YOUR GOAL ▸
Can you substitute "enclosing" for every "bounding" in the rows below and give them again with nothing else changed?

====== RECORD SET ======

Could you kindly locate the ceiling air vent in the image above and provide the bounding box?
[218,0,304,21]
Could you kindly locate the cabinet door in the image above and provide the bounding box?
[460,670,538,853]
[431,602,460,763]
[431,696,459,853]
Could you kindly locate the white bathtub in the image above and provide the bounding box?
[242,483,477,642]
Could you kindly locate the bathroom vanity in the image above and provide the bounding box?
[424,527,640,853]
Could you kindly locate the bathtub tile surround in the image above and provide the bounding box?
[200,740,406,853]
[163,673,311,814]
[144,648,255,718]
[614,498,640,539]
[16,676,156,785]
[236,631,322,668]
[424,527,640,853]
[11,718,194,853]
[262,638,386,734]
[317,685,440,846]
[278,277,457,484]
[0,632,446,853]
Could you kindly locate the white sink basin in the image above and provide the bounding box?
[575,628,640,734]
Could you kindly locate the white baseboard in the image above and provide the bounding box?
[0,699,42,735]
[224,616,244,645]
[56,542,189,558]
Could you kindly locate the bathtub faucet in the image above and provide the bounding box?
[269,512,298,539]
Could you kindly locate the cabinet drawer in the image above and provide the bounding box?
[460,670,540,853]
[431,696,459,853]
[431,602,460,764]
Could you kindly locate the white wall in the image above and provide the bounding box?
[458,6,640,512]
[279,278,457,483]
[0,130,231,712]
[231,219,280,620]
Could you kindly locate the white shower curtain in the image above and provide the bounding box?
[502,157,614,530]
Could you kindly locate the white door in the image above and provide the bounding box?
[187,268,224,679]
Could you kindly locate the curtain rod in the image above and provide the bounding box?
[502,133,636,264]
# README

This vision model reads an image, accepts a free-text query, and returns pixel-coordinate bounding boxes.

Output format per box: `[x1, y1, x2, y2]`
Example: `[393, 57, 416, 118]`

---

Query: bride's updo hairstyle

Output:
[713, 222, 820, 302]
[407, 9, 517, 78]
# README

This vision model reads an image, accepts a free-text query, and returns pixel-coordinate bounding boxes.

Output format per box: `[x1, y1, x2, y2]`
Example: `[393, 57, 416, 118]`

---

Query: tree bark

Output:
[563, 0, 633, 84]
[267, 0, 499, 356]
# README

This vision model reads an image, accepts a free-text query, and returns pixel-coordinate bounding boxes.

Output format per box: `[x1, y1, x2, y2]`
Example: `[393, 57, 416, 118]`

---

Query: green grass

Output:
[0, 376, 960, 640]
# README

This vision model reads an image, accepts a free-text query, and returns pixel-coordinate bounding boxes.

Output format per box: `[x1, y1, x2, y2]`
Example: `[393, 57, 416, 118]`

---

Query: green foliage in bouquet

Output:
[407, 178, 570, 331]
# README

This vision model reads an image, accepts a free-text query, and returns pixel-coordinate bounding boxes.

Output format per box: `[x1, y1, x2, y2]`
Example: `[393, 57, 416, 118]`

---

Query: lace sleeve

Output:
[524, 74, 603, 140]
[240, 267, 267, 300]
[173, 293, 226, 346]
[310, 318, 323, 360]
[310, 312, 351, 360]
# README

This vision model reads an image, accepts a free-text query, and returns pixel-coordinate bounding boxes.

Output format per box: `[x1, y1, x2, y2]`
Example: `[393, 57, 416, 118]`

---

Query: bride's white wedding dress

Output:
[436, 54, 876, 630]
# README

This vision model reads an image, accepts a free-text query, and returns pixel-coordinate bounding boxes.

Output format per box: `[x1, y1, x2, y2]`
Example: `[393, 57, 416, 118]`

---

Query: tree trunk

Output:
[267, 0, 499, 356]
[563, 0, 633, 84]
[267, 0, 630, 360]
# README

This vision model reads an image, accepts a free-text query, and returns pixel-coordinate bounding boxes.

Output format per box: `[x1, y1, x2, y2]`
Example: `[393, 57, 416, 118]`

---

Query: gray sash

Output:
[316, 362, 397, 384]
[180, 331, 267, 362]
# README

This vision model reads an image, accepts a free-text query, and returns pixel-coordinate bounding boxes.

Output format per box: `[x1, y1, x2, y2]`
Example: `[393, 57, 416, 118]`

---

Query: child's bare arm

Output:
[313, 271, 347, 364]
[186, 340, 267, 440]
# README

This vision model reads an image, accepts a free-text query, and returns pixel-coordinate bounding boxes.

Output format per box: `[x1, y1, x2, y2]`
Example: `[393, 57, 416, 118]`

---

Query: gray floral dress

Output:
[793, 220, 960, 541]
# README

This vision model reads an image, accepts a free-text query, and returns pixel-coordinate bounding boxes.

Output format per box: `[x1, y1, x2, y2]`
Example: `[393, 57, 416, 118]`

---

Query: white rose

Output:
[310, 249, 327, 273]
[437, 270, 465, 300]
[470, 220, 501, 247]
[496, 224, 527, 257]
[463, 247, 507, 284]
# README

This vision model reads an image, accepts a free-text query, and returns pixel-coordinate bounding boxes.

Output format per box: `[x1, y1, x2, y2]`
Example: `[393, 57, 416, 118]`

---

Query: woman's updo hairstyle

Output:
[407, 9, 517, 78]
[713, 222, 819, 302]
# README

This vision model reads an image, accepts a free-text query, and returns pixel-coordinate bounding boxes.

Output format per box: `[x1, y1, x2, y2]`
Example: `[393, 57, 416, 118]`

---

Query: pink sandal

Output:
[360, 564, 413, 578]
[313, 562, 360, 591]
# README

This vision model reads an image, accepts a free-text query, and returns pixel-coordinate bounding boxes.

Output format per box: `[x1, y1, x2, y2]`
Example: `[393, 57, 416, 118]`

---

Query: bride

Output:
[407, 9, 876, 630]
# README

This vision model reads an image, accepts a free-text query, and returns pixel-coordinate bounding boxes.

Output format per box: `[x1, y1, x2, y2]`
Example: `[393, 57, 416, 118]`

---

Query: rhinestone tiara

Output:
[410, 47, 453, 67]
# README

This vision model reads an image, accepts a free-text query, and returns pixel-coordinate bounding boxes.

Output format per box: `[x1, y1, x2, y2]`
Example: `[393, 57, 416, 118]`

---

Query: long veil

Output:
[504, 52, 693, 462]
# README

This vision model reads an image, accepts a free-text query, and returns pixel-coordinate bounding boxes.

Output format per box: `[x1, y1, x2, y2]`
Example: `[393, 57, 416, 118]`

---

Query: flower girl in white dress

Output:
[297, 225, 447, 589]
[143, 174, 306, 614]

======

RESULT OF THE EXERCISE ▸
Could you kindly locate the ceiling air vent in the image above and provide the enclosing box?
[218,0,304,21]
Could you kindly locate the cabinet door in the image above and provide the enclosing box?
[460,670,538,853]
[431,602,460,763]
[431,696,459,853]
Could you kindly locate the white bathtub in the image above and provide the enclosing box?
[242,483,477,642]
Could you kindly locate the bathroom vanity in the image above and provide the enclosing box?
[424,527,640,853]
Could you kindly locate the bathtub tile surround in the image above and provide the enclosing box?
[200,740,406,853]
[163,673,311,814]
[144,648,255,718]
[614,498,640,539]
[16,676,156,785]
[236,631,322,668]
[424,527,640,853]
[11,718,194,853]
[262,638,386,734]
[317,685,440,846]
[278,277,457,484]
[0,632,446,853]
Could you kindly locate the white sink basin in the image above and provide the enclosing box?
[575,628,640,734]
Could you kindly locate the white baseboard in the image above and provide the enclosing box?
[0,699,42,735]
[224,616,244,645]
[56,542,189,558]
Could you kindly locate the bathtub faucet in the image above and provide the enclosing box?
[269,512,298,539]
Could you kindly locate the cabinet drawer in the image above and provide the enclosing box?
[460,670,540,853]
[431,696,459,853]
[431,602,460,764]
Could you kindly locate the white wall in the image above and provide the enclosing box?
[458,6,640,512]
[279,278,457,483]
[0,130,231,712]
[231,219,280,620]
Could you kindly locate the white shower curtain in the image above and provide the enclosing box?
[502,157,614,530]
Could you kindly locate the white door in the image above and provide the enclosing box?
[187,268,224,679]
Could you kindly locate the curtain rod in the image above and provide the enclosing box?
[502,133,636,264]
# README

This vision model reads an image, accepts a free-text query, and returns pixel-coordinate enclosing boxes.

Output format per box: `[x1, y1, x2, y2]`
Example: `[393, 57, 416, 118]`

---

Query: bride's updo hairstyle

Output:
[713, 222, 820, 302]
[407, 9, 517, 78]
# README

This vision model reads an image, accepts a free-text query, and returns pixel-coordinate enclosing boxes.

Output format per box: `[x1, y1, x2, y2]`
Example: `[393, 57, 416, 118]`

---

Query: tree bark

Output:
[563, 0, 633, 84]
[267, 0, 499, 356]
# README

This vision model reads an image, accepts a free-text query, and returns pixel-coordinate enclosing boxes.

Output format per box: `[x1, y1, x2, y2]`
Example: `[393, 57, 416, 118]`

---

Query: green grass

Output:
[0, 376, 960, 640]
# README

This vision model reads an image, accepts a free-text query, and returns pixel-coordinate enclosing boxes.

Output format per box: `[x1, y1, x2, y2]`
Example: `[393, 57, 416, 118]`

---

Query: green foliage in bouquet

Output:
[407, 178, 570, 331]
# README

This vision model reads an image, accepts a free-text query, and returns pixel-coordinate enclosing boxes.

Output format per box: `[x1, y1, x2, y2]`
Example: `[393, 57, 416, 118]`

---

Query: lace sleeve

Output:
[524, 74, 603, 140]
[240, 267, 267, 300]
[173, 293, 226, 346]
[310, 318, 323, 360]
[310, 312, 351, 360]
# README

This vision model reads an image, accepts a free-text query, and returns pixel-coordinate enclosing boxes.

Output format per box: `[x1, y1, x2, y2]`
Example: `[393, 57, 416, 118]`

---

Query: bride's white wedding dress

Output:
[436, 54, 876, 630]
# README

This vision model reads an image, accepts a free-text query, and returns pixel-coordinate enclosing boxes.

Output format per box: `[x1, y1, x2, y2]`
Example: `[393, 57, 416, 118]`

---

Query: tree trunk

Output:
[267, 0, 499, 356]
[563, 0, 633, 84]
[267, 0, 630, 360]
# README

This vision model reads an image, accepts a free-text query, and returns pixel-coordinate enclosing boxes.

Output format per box: `[x1, y1, x2, y2]`
Example: `[393, 57, 416, 118]`

---

Query: gray sash

Output:
[316, 362, 397, 384]
[180, 331, 267, 362]
# README

This vision model reads an image, accepts a free-text query, and returns pixel-coordinate enclosing boxes.

Output format per box: `[x1, y1, x2, y2]`
Example: `[393, 57, 416, 118]`

---

Query: child's bare arm

Output:
[313, 271, 347, 364]
[186, 340, 267, 440]
# README

This vision model reads an image, accepts a free-text query, and returns pixel-coordinate enclosing boxes.

Output format per box: `[x1, y1, x2, y2]`
Example: `[393, 57, 416, 118]`

---

Query: gray floral dress

Output:
[793, 220, 960, 541]
# README

This vision model reads an image, accepts a free-text query, and returns pixel-coordinate enclosing boxes.

Output format per box: `[x1, y1, x2, y2]`
Example: `[393, 57, 416, 118]`

---

Query: white rose

Output:
[310, 249, 327, 273]
[437, 270, 465, 300]
[470, 220, 501, 247]
[496, 224, 527, 257]
[463, 247, 507, 284]
# README

This vision model reads an image, accepts a free-text query, and returns pixel-coordinate enclosing boxes.

Output format per box: `[x1, y1, x2, y2]`
Example: `[393, 57, 416, 118]`

---

Query: woman's updo hairstyle

Output:
[407, 9, 517, 78]
[713, 222, 819, 302]
# README

This vision model reads an image, accepts a free-text query, and returns pixel-coordinate enclosing boxes.

Output format per box: `[x1, y1, x2, y2]`
Example: `[393, 57, 416, 118]`

---

Query: pink sandal

Output:
[360, 564, 413, 578]
[313, 562, 360, 591]
# README

This vision model reads an image, accepts a free-text query, and returns pixel-coordinate enclosing boxes.

Output format per box: `[x1, y1, x2, y2]`
Example: `[393, 57, 416, 118]`

---

Query: bride

Output:
[407, 9, 876, 630]
# README

This vision model reads an image, accepts a free-text query, and returns pixel-coordinate enclosing boxes.

Output format per box: `[x1, y1, x2, y2]`
Example: `[393, 57, 416, 118]`

---

Query: rhinestone tiara

Output:
[410, 47, 453, 67]
# README

This vision model reads an image, accepts a free-text query, and returns pixel-coordinate enclosing boxes.

Output format per box: `[x1, y1, x2, y2]`
Example: `[393, 57, 416, 118]`

---

Query: long veil

Output:
[504, 52, 693, 462]
# README

This vision model reads an image, accepts a free-text query, and returns pixel-coordinate enclosing boxes.

Output format per box: `[x1, y1, x2, y2]`
Example: `[393, 57, 416, 118]`

---

Query: flower girl in white dress

Output:
[297, 225, 447, 589]
[143, 174, 306, 614]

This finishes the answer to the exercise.